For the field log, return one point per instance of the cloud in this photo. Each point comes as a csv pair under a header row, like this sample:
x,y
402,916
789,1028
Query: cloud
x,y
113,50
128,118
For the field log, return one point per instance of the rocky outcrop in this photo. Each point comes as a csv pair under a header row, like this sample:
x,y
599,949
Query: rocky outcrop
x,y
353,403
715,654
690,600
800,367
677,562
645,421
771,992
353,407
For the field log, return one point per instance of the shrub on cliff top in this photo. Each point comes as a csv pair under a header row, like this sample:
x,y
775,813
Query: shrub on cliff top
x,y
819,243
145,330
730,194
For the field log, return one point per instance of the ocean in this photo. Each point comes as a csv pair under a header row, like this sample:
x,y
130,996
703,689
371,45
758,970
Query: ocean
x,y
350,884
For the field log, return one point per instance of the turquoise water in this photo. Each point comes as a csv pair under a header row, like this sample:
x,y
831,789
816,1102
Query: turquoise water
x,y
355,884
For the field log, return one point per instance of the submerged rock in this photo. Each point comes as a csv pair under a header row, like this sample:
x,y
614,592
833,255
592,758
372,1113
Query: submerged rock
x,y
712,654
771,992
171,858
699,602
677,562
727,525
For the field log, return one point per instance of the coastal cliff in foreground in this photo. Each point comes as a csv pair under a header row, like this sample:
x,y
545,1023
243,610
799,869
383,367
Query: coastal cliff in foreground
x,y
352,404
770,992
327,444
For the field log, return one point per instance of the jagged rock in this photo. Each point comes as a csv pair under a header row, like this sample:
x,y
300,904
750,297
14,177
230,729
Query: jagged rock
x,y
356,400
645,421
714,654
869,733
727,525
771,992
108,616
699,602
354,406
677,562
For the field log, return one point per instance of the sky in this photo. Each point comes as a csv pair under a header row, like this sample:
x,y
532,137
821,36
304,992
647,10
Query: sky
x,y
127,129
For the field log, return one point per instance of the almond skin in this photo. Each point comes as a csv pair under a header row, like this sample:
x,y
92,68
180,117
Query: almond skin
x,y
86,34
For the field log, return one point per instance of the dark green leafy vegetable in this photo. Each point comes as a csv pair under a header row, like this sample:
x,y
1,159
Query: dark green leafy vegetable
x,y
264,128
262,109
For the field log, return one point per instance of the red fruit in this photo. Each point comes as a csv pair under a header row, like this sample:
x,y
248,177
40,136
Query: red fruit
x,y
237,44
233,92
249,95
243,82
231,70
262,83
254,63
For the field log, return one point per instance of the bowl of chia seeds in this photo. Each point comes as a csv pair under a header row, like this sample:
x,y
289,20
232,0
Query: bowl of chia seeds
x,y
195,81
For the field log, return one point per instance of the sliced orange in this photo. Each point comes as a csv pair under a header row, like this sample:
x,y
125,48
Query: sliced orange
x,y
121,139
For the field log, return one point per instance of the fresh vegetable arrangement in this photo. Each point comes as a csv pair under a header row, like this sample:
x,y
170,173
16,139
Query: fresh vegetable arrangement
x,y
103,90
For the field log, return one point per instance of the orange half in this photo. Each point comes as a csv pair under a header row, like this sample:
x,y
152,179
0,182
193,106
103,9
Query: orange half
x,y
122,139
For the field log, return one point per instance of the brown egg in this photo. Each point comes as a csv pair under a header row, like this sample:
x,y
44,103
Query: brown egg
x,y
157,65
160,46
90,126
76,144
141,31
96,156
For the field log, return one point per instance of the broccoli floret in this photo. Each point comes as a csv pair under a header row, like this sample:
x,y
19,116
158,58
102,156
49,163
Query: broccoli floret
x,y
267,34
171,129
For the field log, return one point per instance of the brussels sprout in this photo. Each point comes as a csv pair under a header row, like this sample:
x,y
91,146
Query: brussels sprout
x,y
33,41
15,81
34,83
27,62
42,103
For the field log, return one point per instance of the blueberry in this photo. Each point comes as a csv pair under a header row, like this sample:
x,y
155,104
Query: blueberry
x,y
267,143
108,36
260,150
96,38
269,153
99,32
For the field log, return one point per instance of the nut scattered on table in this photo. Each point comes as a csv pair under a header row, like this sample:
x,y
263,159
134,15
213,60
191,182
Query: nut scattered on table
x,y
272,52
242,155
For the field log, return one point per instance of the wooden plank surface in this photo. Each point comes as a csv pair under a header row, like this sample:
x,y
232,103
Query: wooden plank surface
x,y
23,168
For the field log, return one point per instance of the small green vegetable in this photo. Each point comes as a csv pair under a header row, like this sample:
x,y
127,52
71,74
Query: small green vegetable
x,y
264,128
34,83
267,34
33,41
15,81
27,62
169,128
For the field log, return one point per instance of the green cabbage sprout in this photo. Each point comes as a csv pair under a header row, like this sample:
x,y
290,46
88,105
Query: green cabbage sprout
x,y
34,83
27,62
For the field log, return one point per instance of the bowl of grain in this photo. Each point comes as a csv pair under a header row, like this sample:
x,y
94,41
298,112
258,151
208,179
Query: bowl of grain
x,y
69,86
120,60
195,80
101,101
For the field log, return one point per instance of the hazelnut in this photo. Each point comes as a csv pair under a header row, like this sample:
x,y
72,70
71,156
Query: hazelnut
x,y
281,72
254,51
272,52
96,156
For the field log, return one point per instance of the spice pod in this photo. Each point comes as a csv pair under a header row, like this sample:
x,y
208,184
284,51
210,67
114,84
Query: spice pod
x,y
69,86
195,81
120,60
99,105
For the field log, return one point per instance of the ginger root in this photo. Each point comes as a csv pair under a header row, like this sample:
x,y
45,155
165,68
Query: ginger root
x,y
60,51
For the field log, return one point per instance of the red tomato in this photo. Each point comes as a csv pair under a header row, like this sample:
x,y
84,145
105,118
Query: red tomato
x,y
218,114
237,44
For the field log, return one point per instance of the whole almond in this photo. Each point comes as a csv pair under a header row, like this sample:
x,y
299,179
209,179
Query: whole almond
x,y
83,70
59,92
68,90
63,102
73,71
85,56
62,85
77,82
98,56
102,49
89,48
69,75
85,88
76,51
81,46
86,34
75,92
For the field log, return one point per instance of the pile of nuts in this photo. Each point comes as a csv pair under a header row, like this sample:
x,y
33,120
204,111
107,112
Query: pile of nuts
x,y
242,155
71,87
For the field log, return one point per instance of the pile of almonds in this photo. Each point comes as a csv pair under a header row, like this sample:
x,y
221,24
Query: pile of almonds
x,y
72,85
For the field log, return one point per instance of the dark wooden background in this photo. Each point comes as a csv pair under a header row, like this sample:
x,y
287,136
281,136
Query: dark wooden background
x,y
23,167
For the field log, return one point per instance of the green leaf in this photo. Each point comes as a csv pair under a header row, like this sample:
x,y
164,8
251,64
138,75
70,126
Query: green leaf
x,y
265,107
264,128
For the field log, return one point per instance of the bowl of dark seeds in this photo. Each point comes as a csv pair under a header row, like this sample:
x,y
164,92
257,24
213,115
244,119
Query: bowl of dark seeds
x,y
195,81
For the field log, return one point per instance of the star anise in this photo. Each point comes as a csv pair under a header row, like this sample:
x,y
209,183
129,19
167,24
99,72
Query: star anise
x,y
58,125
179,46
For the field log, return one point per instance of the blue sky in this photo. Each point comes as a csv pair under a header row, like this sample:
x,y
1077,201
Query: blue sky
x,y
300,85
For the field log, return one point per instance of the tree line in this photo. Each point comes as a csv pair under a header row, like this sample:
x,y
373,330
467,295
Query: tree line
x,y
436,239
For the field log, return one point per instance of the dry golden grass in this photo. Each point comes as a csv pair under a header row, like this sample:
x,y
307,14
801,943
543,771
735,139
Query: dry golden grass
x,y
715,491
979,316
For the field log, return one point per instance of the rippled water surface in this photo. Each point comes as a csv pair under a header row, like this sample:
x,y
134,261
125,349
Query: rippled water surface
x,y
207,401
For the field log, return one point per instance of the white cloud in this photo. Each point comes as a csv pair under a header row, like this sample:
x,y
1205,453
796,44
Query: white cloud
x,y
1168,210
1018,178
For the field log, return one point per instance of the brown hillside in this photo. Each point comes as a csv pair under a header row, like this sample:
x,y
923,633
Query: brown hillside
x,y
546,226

- [Exercise requirements] From the line with "the dry golden" to the last line of the material, give every line again exactly, and only those lines.

- [Expected answer]
For the field log, return one point per instance of the dry golden grass in this photo. Each point comes as a csv pair under a header row, like this sample:
x,y
307,14
801,943
543,771
735,139
Query: dry golden grass
x,y
715,491
979,316
For the field log, return one point per instance of the rippled water surface in this photo. Each point comes as a csv pair under a header row, like this sample:
x,y
134,261
125,349
Query: rippled water surface
x,y
207,401
For the field log, return one point per instance of the white cloud in this photo. Each point comes as a csv pair under a header row, like this sample:
x,y
1205,453
796,44
Query: white cloud
x,y
1168,210
1018,178
For the field log, return one point per instance of the brown hillside in this photo. Each point comes as a csv pair under a header row, like this sample:
x,y
923,633
Query: brown hillside
x,y
546,226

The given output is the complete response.